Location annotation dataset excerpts
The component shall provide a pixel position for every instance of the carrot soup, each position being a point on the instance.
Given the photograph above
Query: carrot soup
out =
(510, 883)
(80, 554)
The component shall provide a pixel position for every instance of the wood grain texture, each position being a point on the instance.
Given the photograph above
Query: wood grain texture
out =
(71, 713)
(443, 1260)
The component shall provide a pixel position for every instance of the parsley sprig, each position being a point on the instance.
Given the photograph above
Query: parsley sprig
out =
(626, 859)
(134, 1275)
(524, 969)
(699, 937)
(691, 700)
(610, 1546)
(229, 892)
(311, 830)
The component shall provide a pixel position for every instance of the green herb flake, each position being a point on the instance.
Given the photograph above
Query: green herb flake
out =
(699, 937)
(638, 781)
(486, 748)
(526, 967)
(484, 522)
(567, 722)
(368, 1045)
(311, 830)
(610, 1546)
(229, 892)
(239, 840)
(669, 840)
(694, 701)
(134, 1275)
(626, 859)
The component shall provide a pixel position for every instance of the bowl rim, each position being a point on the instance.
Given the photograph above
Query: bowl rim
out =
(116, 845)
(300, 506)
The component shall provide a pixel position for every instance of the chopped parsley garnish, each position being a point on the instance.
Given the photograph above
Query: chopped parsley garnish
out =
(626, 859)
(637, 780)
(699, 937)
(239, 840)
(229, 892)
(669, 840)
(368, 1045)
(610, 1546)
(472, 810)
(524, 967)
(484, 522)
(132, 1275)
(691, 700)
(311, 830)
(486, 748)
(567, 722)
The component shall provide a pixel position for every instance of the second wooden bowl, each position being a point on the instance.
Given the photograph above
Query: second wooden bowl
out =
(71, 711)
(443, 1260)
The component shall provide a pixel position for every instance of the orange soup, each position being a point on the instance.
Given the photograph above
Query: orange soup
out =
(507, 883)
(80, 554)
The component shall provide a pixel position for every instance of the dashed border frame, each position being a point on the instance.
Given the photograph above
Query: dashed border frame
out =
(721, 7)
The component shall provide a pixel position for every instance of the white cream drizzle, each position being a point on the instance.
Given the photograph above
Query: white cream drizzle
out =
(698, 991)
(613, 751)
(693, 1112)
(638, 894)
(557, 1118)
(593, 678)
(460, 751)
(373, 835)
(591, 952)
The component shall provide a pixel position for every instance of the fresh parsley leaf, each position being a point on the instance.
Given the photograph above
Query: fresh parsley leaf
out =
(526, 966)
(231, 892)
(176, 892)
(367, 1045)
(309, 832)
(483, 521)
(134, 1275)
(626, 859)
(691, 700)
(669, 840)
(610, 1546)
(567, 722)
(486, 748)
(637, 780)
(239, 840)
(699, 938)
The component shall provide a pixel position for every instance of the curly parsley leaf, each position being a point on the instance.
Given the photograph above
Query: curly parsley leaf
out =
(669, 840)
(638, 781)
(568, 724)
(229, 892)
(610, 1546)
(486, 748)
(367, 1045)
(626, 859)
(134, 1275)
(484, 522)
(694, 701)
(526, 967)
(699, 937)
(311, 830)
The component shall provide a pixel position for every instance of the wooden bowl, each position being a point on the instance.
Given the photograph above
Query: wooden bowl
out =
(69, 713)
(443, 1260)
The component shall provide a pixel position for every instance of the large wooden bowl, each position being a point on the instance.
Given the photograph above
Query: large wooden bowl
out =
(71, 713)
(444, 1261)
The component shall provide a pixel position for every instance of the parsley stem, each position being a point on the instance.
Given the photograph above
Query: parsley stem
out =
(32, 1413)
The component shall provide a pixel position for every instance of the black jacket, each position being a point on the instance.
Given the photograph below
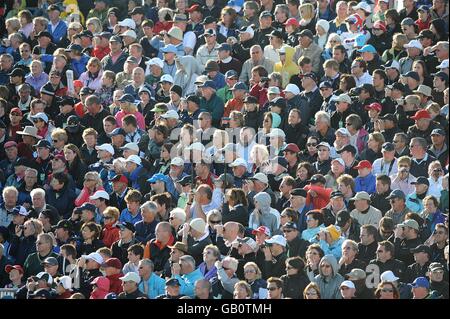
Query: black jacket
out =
(293, 286)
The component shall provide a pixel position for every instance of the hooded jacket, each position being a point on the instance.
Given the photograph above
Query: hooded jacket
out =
(266, 216)
(288, 68)
(329, 286)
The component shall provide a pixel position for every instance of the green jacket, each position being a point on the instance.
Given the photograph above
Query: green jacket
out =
(215, 107)
(32, 265)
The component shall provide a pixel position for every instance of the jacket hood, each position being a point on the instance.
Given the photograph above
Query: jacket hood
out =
(332, 261)
(264, 201)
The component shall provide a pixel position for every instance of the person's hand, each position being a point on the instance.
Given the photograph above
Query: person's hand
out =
(176, 269)
(186, 229)
(267, 254)
(219, 230)
(18, 231)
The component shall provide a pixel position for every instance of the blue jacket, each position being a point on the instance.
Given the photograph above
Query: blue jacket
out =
(79, 66)
(188, 281)
(365, 184)
(334, 249)
(60, 31)
(156, 286)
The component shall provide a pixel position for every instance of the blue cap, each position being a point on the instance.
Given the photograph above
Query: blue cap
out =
(225, 47)
(360, 40)
(157, 177)
(87, 206)
(118, 131)
(239, 86)
(421, 282)
(368, 48)
(208, 84)
(170, 48)
(231, 74)
(126, 98)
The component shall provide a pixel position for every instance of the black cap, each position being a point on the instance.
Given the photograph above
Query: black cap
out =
(186, 180)
(306, 33)
(44, 144)
(348, 148)
(336, 194)
(193, 98)
(172, 282)
(317, 178)
(299, 192)
(421, 249)
(126, 225)
(342, 217)
(421, 180)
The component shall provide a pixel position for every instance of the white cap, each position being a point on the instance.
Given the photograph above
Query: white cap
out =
(414, 44)
(339, 160)
(134, 159)
(127, 23)
(129, 33)
(277, 239)
(239, 162)
(196, 146)
(178, 213)
(363, 5)
(348, 283)
(100, 194)
(276, 132)
(65, 281)
(443, 65)
(292, 88)
(273, 90)
(261, 177)
(156, 61)
(171, 114)
(130, 146)
(95, 257)
(177, 161)
(131, 276)
(198, 224)
(343, 131)
(388, 276)
(105, 147)
(166, 78)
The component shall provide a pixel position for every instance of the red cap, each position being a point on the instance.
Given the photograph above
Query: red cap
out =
(8, 268)
(9, 144)
(291, 147)
(364, 164)
(421, 114)
(374, 106)
(379, 25)
(120, 178)
(17, 110)
(112, 262)
(292, 21)
(261, 229)
(194, 7)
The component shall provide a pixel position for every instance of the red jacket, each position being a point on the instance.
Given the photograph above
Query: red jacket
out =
(115, 284)
(321, 200)
(110, 234)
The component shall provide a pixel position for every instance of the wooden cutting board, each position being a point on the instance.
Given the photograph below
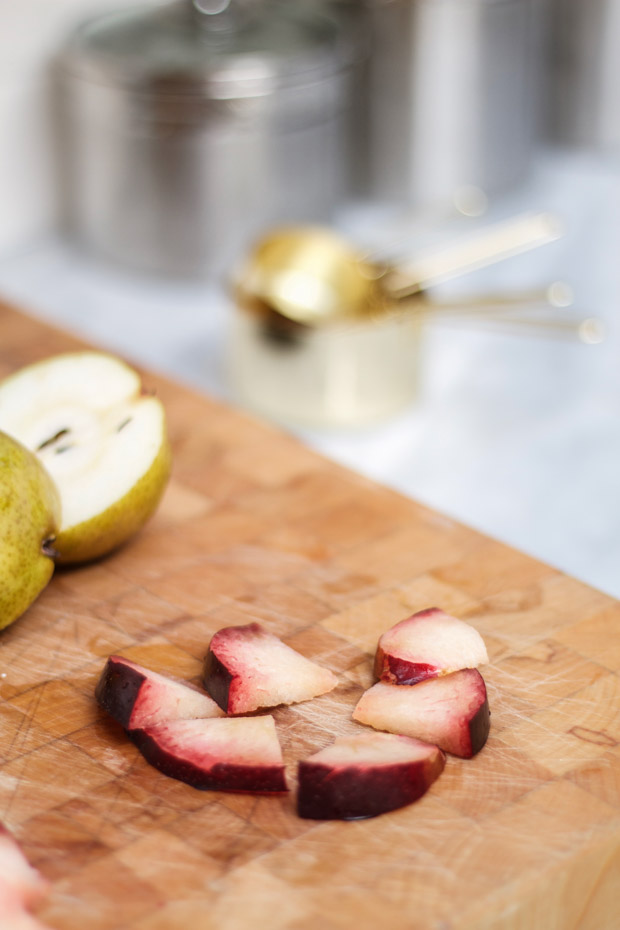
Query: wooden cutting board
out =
(256, 527)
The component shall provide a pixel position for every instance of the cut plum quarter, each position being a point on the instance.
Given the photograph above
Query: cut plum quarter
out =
(451, 711)
(229, 754)
(426, 645)
(366, 775)
(138, 698)
(246, 668)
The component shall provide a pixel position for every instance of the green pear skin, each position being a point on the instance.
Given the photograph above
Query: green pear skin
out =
(29, 518)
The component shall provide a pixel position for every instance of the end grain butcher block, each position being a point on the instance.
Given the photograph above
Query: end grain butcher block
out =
(254, 527)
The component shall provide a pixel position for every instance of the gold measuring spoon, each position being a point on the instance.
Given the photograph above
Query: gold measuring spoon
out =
(312, 276)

→ **WHAT TO WORK ON**:
Every line above should be repeated exactly; pictures stay out of the copy.

→ **ANSWER IN FULL**:
The component shall provide a pixel position for every instance of the carrot soup, each position being a point on the instance.
Given the photograph above
Query: carrot soup
out =
(510, 883)
(80, 554)
The component shall provide a pixel position for every instance of the wood grain texture, each position being a point on the instance.
Given the photograph above
Query: wood grain texture
out =
(71, 713)
(443, 1260)
The component shall provide a pixel position for every instance of the parsley sprig, each position being a point on the instance.
Given the photograph above
Query: parsley sprig
out =
(626, 859)
(134, 1275)
(524, 969)
(699, 937)
(691, 700)
(610, 1546)
(229, 892)
(311, 830)
The component shall provide a pixel position for every instance of the green herb flake, each position being a point on the instance.
Given the photograph above
Query: green herb flake
out =
(699, 937)
(638, 781)
(486, 748)
(526, 967)
(484, 522)
(567, 722)
(368, 1045)
(311, 830)
(610, 1546)
(229, 892)
(239, 840)
(669, 840)
(694, 701)
(134, 1275)
(626, 859)
The component shall provide a pixel position for every instance of the bowl rim, each position being a point on the instance.
Given the photograph above
Query: bowl rim
out =
(116, 845)
(300, 506)
The component shall provide a pixel position for every instance of the chopped parsley garnish, each position being a point on the instance.
Given the photograph above
Query: chopped parsley garnish
out =
(626, 859)
(637, 780)
(699, 937)
(239, 840)
(229, 892)
(669, 840)
(368, 1045)
(610, 1546)
(472, 810)
(524, 967)
(484, 522)
(132, 1275)
(691, 700)
(311, 830)
(486, 748)
(567, 722)
The component shall provide a pixel position for every instance of the second wooden bowl, each position being a point on the instance.
Given the photograph above
Query: second wooden bowl
out =
(71, 711)
(443, 1260)
The component shall provide a pixel position for every instance of the orange soup, each position being a point on the instance.
Given the photograph above
Query: orange soup
out =
(507, 883)
(80, 554)
The component shall provide a pixel position for every instance of the dashed border frame, each position being a point on the instance.
Given the photograph above
Query: dashed border frame
out =
(721, 7)
The component shall provide a pixel position for every instance of the white cream drizzle, each position being a point on the instance.
Given the photograph above
Query: white cream drizzle
out =
(698, 991)
(613, 751)
(693, 1112)
(638, 894)
(557, 1118)
(593, 678)
(460, 751)
(373, 835)
(591, 952)
The component shall provide a pixel position for every instance of the fresh parsley leaf, each position being a point on the instance.
Given the photograph above
Query: fresh parsley leaf
out =
(526, 966)
(231, 892)
(176, 892)
(367, 1045)
(309, 832)
(483, 521)
(134, 1275)
(626, 859)
(691, 700)
(669, 840)
(610, 1546)
(567, 722)
(486, 748)
(637, 780)
(239, 840)
(699, 938)
The component shall provide a pixel position for every instance of the curly parsley leaf, each position being a point on the instance.
Given the photograph above
Query: curly parsley leaf
out =
(669, 840)
(638, 781)
(568, 724)
(229, 892)
(610, 1546)
(486, 748)
(367, 1045)
(626, 859)
(134, 1275)
(484, 522)
(694, 701)
(526, 967)
(699, 937)
(311, 830)
The component shall provide a pixel position for every instance of the wooden bowl, each position being a point on the instance.
Given the photograph above
Query: wooden bowl
out =
(69, 713)
(443, 1260)
The component shall provide a pixel position for every instance of the large wooden bowl, each position being a point on the instance.
Given the photograph above
Query: large wooden bowl
out =
(71, 713)
(444, 1261)
The component shall provide a pixel position for every instance of the parsley stem, each position being a point on the instance.
Given the photograph above
Query: parsley stem
out =
(32, 1413)
The component shall provide a pixel position for every instance of the black jacket, each position being a point on the instance.
Given the photograph below
Query: black jacket
out =
(293, 286)
The component shall provide a pixel position for every instance of the hooded jacket, each position being a point on the instance.
Given the photograph above
Query: hooded jacket
out =
(266, 216)
(288, 68)
(329, 286)
The component shall provide a pixel position for every instance of the green jacket, each position being a point on the instance.
Given the photograph above
Query: green jacket
out =
(215, 107)
(32, 265)
The component shall provide a pixel position for every instance of the jacket hood, each position being a point on the instance.
Given the photograph above
Query: jacket hood
out =
(332, 261)
(264, 201)
The component shall provide a pixel position for every instance of the person's hand, each position being a point on the instance.
Given the photograph above
Query: person's hand
out =
(176, 269)
(186, 229)
(267, 254)
(219, 230)
(18, 231)
The component shall provide a pixel position for every instance of the blue jacket, each position being a point on the instance.
Given the photograph above
Query: blue jacket
out =
(79, 66)
(188, 281)
(365, 184)
(334, 249)
(60, 31)
(156, 286)
The component shall provide a pixel position for every instance of the blue cap, each position being a point on the instance.
Given the photograph above
Query: blue cap
out =
(225, 47)
(360, 40)
(157, 177)
(87, 206)
(118, 131)
(239, 86)
(421, 282)
(368, 48)
(208, 84)
(170, 48)
(231, 74)
(126, 98)
The component shall provide a pixel position for every instance of the black cap, each position being a point on the instance.
Given the photograph above
Query: black cap
out =
(186, 180)
(306, 33)
(44, 144)
(348, 148)
(336, 194)
(193, 98)
(172, 282)
(317, 178)
(299, 192)
(421, 249)
(126, 225)
(342, 217)
(421, 180)
The component shall provide a pixel position for every instance of the white cap, each position being a point on the instance.
Given the photograph above
Query: white cap
out =
(414, 44)
(339, 160)
(134, 159)
(127, 23)
(129, 33)
(277, 239)
(239, 162)
(196, 146)
(178, 213)
(363, 5)
(348, 283)
(100, 194)
(276, 132)
(65, 281)
(443, 65)
(292, 88)
(273, 90)
(261, 177)
(156, 61)
(171, 114)
(130, 146)
(95, 257)
(177, 161)
(131, 276)
(198, 224)
(343, 131)
(388, 276)
(105, 147)
(166, 78)
The component shall provide a pixel position for every instance of the red cap, each position being a point on the instance.
Given the photograph above
Query: red cap
out =
(8, 268)
(9, 144)
(291, 147)
(364, 164)
(421, 114)
(374, 106)
(379, 25)
(120, 178)
(17, 110)
(112, 262)
(292, 21)
(261, 229)
(194, 7)
The component shall provide a pixel position for every instance of the red jacket, each position being a point on the instance.
Given the photograph above
Query: red jacket
out =
(115, 284)
(321, 200)
(110, 234)
The component shall provide a pixel position for every instance of the wooden cutting board, each position being a point on the instance.
Given the photograph below
Query: wooden cutting board
out =
(256, 527)
The component shall provide a pixel position for every instance of the cut plum quarter, each position being a point on the instance.
Given the photograph above
Query: cut plum quarter
out =
(451, 711)
(229, 754)
(426, 645)
(366, 775)
(138, 698)
(246, 668)
The component shall provide a pixel position for every instance of the green pear skin, each position being a point on the instance.
Given the photograph above
Query: green pear skin
out =
(29, 518)
The component shall provide a pixel position for every instance of the end grain butcher block, each position being a point on the instance.
Given the photograph above
Query: end grain butcher block
out =
(254, 527)
The component shall provide a pixel position for every instance of the gold measuring spoon, each position being a point on the instance.
Given the photograph above
Query: gold measuring spoon
out =
(312, 276)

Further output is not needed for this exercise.